[Start Provided passage]
2. How can we be sure whether the high C-value is associated with the earthquake? It is important to observe that the C-value peaks are almost coincident with magnetic disturbances (Figure 6). Another question, As shown by the authors, the STL method is very efficient to identify lightning activity. Thus, how to separate those influences when we are looking for possible earthquake precursors?
I suggest the authors try to incorporate the answers to the above questions to the manuscripts in order to improve the scientific discussion and the quality of the manuscript.
Minor points:
1. How many days did the author use in Figure 4 to compare to the lightning activity in May 2023 (Figure 5)? Was there more available data?
2. Line 130: => a0=log a
3. Line 220; Why 7 days before and one day after, please, explain the reason, maybe saying that the average C-value is going to be showing for a long period ahead?
4, Figure 8 and others: Show a vertical line indicating the exact time of the earthquake as shown in Figure 6. It can help the reader to localize the event easily.Citation: https://doi.org/10.5194/egusphere-2025-1013-RC1 -
AC1: 'Reply on RC1', Song Junjie, 03 Sep 2025
We sincerely thank Referee #1 for the careful reading of our manuscript and for providing constructive and insightful comments. These valuable suggestions have been very helpful in guiding us to improve the clarity and robustness of our work. Below, we respond point by point.
Comment 1: C-values. Although the calculation of the C-values is well known by the community and it is referenced in the manuscript, from my point of view, a real example of the calculation for a case study could clarify many aspects of the scientific discussion. For instance, the authors gave a good example of STL calculation in Figure 1.
Reply: We sincerely thank the referee for this constructive suggestion. As the referee pointed out, while the C-value calculation method is well known and referenced in our manuscript, providing a concrete example can indeed enhance clarity for the reader. To address this, we will add a new figure (Figure 7 in the revised manuscript) presenting representative linear fitting results between the logarithm of the electric field spectrum and the logarithm of the frequency at four randomly selected observation points within one orbital cycle. The regression equations and determination coefficients (R²) will be displayed in each panel. This example will illustrate the actual fitting procedure from which the parameters a, b, and R are derived, followed by the calculation of the C-values according to Eqs. (5) and (6).
Comment 2: How can we be sure whether the high C-value is associated with the earthquake? It is important to observe that the C-value peaks are almost coincident with magnetic disturbances (Figure 6). Another question, As shown by the authors, the STL method is very efficient to identify lightning activity. Thus, how to separate those influences when we are looking for possible earthquake precursors?
Reply: We sincerely thank the reviewer for this valuable comment. In our analysis, the C-value peaks were observed on April 21 and April 29, whereas the major geomagnetic disturbance shown in Figure 6 occurred around April 24, with a time gap of three to five days. According to our previous studies, the impact of geomagnetic disturbances on the C-value is relatively minor and generally limited to short-term effects on the day of the storm itself. Therefore, we consider it unlikely that the C-value peaks identified in this study were driven by geomagnetic activity. Instead, they are more plausibly related to ionospheric disturbances associated with the earthquake preparation process.
[End Provided passage]
[Start Records supplied]
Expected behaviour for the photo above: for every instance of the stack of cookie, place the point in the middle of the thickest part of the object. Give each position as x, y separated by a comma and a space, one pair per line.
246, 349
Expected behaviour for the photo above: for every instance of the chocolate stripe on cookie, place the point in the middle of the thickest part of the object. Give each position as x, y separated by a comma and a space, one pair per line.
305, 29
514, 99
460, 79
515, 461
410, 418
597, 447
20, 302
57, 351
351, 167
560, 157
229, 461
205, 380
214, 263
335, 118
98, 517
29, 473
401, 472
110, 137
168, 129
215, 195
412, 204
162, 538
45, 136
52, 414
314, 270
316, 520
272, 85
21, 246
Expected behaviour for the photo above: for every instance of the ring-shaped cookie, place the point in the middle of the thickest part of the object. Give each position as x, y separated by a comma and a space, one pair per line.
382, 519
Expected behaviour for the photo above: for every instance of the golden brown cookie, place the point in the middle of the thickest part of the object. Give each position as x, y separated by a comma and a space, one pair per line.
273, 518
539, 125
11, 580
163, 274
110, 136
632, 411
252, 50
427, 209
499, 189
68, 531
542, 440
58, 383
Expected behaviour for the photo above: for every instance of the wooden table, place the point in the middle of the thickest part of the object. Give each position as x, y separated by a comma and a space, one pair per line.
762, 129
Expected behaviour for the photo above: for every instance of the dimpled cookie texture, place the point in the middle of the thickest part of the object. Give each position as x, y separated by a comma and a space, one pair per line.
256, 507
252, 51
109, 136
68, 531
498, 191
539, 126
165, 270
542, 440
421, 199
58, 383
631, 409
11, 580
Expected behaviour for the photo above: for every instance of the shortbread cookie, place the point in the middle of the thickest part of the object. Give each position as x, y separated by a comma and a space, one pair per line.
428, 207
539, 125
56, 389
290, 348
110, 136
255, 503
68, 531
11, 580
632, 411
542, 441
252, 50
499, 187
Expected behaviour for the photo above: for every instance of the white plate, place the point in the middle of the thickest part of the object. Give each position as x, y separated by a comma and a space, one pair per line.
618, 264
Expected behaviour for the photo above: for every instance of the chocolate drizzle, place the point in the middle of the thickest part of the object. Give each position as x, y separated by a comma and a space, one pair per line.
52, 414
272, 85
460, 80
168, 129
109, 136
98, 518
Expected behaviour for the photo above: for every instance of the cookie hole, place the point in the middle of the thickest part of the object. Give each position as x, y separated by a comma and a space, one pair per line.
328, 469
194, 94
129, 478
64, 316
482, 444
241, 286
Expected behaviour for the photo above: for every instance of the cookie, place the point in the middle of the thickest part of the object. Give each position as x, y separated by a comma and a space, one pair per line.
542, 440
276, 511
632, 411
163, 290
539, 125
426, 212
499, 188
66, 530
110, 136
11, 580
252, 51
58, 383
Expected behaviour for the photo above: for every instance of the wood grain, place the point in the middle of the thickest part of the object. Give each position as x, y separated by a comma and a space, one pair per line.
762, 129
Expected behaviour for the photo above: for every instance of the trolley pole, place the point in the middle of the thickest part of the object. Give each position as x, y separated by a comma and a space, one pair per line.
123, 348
[End Records supplied]
[Start Records supplied]
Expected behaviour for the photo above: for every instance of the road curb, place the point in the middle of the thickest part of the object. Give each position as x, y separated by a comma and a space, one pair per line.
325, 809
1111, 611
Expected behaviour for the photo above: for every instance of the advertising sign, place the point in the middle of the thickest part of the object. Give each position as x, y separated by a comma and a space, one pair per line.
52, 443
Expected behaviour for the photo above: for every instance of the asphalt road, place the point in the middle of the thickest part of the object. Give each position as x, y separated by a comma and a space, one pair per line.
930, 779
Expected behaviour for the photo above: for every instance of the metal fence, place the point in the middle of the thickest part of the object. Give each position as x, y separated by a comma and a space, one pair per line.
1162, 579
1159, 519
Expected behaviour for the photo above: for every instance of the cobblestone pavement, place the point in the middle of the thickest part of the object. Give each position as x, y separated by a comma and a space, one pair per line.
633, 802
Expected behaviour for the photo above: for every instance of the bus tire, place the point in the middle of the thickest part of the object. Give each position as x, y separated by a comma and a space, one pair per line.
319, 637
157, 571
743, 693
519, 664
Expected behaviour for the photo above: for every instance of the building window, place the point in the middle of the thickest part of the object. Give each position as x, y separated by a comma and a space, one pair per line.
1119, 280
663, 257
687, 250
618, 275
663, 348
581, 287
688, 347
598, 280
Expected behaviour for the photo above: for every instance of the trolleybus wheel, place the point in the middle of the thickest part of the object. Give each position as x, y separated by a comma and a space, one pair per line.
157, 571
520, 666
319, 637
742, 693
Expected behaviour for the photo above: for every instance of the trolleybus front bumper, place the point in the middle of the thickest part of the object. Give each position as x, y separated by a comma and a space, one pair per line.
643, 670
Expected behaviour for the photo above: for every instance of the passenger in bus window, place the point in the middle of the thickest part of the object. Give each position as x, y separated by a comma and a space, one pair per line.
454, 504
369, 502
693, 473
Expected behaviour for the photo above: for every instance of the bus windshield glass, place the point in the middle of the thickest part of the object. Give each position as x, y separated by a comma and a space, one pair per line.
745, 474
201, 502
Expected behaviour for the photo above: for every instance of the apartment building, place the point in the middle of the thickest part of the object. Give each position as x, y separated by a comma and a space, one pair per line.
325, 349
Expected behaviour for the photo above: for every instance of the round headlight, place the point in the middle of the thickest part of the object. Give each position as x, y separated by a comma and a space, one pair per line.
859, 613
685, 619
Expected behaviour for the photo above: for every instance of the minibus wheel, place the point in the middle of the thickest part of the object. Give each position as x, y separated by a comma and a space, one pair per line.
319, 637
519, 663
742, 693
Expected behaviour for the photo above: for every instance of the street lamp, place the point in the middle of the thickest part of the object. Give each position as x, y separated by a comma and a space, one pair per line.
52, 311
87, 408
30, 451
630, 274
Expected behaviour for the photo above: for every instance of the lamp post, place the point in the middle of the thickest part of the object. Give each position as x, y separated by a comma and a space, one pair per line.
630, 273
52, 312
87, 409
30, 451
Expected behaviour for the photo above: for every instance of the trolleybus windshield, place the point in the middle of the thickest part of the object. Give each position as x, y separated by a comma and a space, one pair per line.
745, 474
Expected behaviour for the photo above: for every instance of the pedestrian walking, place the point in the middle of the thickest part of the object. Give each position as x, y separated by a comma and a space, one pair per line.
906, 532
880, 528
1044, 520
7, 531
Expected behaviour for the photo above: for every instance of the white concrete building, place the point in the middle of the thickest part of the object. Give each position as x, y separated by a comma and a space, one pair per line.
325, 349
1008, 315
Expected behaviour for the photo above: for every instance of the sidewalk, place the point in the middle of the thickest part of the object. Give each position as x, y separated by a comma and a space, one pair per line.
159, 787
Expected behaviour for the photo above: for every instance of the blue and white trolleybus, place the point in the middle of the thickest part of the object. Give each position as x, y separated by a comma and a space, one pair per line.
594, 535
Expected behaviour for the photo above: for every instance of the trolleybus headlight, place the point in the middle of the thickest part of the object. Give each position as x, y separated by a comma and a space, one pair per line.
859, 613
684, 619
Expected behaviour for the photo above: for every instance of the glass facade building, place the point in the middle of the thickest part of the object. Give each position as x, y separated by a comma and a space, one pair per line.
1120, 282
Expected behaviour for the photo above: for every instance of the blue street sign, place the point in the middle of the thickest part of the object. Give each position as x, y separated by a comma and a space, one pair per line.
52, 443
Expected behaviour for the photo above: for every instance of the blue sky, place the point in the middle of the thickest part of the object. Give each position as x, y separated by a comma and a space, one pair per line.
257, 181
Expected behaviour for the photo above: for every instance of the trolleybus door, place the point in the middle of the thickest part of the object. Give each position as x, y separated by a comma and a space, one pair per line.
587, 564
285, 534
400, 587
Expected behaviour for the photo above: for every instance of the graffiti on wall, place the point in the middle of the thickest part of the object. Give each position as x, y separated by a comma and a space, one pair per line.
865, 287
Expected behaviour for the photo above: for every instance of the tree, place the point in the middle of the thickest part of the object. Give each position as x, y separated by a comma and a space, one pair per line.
[End Records supplied]
[Start Records supplied]
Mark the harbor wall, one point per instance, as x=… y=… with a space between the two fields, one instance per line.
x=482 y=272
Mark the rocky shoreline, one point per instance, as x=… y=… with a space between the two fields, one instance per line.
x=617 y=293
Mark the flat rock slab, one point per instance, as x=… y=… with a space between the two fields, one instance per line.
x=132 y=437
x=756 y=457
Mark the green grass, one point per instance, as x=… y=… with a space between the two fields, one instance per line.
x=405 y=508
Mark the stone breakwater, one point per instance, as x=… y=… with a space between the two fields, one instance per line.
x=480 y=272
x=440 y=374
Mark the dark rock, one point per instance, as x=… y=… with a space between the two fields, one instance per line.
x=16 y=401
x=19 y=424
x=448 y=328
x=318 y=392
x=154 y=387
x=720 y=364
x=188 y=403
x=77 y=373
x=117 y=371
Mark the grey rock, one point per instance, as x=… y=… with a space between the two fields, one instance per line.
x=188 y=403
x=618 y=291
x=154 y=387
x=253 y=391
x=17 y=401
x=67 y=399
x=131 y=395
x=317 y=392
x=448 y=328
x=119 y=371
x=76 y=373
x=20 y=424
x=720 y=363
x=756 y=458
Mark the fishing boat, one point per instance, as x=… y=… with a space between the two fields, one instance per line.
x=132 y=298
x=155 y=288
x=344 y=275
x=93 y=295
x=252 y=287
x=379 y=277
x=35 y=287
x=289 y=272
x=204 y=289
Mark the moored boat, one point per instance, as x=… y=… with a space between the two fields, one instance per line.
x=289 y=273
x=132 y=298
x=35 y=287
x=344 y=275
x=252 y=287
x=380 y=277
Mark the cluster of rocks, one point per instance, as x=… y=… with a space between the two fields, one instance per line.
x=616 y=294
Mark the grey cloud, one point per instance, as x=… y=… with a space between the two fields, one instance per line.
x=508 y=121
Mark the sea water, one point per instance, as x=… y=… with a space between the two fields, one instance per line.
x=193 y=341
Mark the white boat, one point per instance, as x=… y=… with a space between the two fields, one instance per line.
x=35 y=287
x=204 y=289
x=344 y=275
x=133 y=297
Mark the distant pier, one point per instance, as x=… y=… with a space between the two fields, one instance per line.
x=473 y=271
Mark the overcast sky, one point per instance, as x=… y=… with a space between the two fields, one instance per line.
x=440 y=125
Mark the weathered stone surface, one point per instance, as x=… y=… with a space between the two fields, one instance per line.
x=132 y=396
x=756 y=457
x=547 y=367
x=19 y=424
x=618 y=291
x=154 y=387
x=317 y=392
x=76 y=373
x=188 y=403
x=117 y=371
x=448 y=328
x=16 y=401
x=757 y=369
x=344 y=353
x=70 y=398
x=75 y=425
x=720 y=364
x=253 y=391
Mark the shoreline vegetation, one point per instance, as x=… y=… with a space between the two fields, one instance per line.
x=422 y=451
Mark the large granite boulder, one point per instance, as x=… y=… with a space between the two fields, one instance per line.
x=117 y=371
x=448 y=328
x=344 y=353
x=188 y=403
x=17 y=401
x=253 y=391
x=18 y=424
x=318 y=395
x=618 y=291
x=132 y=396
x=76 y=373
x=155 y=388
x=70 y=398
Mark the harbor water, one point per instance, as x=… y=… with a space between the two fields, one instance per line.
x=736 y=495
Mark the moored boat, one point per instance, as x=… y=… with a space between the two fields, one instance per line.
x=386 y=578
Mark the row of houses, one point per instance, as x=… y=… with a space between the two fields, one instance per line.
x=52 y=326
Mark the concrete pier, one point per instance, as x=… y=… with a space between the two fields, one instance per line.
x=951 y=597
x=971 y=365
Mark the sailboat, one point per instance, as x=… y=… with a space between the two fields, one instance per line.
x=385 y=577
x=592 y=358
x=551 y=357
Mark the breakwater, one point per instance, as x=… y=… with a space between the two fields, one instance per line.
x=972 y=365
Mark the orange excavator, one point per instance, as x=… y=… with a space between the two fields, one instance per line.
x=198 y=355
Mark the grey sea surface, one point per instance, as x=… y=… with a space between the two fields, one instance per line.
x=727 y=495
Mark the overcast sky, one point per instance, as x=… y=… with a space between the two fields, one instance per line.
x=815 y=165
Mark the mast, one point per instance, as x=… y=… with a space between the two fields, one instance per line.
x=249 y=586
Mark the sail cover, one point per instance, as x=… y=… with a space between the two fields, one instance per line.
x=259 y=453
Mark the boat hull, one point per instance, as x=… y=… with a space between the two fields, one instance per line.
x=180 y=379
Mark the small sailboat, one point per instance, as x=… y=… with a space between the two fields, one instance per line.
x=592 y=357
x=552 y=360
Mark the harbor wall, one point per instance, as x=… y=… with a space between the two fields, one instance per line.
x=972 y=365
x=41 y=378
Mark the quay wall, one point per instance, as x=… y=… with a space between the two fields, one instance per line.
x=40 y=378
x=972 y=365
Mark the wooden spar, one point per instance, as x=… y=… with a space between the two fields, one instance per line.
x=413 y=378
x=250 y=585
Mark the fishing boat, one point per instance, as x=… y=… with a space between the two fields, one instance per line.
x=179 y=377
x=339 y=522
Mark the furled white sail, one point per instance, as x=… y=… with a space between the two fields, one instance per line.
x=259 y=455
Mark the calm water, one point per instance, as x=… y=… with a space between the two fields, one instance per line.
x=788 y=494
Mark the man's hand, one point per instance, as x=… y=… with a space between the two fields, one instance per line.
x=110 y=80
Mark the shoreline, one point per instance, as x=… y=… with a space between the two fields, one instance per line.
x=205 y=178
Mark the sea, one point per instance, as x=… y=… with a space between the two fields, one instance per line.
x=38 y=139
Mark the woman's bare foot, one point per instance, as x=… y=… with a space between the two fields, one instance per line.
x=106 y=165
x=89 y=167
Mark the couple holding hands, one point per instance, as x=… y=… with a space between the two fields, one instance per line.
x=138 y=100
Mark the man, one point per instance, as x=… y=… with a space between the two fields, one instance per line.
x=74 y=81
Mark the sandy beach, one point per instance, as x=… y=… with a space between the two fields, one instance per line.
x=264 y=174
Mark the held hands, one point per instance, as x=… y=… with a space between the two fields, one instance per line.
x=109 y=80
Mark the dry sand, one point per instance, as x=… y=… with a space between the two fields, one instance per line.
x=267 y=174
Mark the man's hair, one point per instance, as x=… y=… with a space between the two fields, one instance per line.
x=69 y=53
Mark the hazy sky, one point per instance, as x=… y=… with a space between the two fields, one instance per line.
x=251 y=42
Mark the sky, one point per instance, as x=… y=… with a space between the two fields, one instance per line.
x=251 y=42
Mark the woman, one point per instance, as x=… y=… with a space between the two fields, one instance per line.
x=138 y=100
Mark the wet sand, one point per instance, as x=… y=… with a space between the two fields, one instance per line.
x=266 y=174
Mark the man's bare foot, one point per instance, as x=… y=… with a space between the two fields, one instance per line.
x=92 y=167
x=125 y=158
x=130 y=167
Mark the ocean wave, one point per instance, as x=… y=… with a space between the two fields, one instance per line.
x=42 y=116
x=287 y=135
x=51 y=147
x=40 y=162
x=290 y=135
[End Records supplied]
» **What this exercise asks**
- A) Reproduce the earthquake-precursor review word for word, starting at "I suggest the" and ending at "more available data?".
- B) Write what comes next in the earthquake-precursor review, picking up right after its last sentence.

» **Expected results**
- A)
I suggest the authors try to incorporate the answers to the above questions to the manuscripts in order to improve the scientific discussion and the quality of the manuscript.
Minor points:
1. How many days did the author use in Figure 4 to compare to the lightning activity in May 2023 (Figure 5)? Was there more available data?

- B)
Indeed, as shown in our results, the STL method is also effective in capturing variations related to lightning activity. In our analysis, these effects mainly manifest in the trend component, where they exhibit relatively strong regularity and spatial recurrence, making them more easily identified and separated by STL decomposition. Therefore, when investigating possible earthquake precursors, we focus on the residual component after removing the dominant seasonal and trend signals. The residuals are less affected by such recurrent lightning-related disturbances, and thus provide a more suitable basis for detecting unconventional anomalous variations potentially associated with seismic activity.
Minor Comment 1: How many days did the author use in Figure 4 to compare to the lightning activity in May 2023 (Figure 5)? Was there more available data?
Reply: We appreciate the reviewer’s question. In Figure 4, we used the full dataset from May 2023 to make a direct comparison with the lightning activity dataset shown in Figure 5, which also corresponds to May 2023. Thus, both figures are based on the same one-month period, ensuring consistency between the satellite observations and the lightning climatology. While additional data outside May were available, our aim was to provide a one-to-one comparison within the same time window.
Minor Comment 2: Line 130: => a0=log a
Reply: We will revise the expression accordingly in the revised manuscript.
Minor Comment 3: Line 220; Why 7 days before and one day after, please, explain the reason, maybe saying that the average C-value is going to be showing for a long period ahead?
Reply: We thank the reviewer for this comment. To provide a more comprehensive view of the anomalous disturbances associated with the earthquake, we selected a period of 7 days before and 1 day after the event to construct a nine-panel figure as an example, illustrating the spatial evolution of anomalies before and after the earthquake, while maintaining clarity and readability of the figures. The longer-term evolution of the C-value anomalies is already presented in Figure 8, where the time series over a broader period is shown.
Minor Comment 4: Figure 8 and others: Show a vertical line indicating the exact time of the earthquake as shown in Figure 6. It can help the reader to localize the event easily.
Reply: We will add a vertical line indicating the exact time of the earthquake in the corresponding figures to facilitate interpretation.
We believe that the planned revisions and clarifications adequately address Referee #1’s concerns. We once again thank the referee for the constructive suggestions, which have significantly improved both the scientific rigor and readability of the manuscript.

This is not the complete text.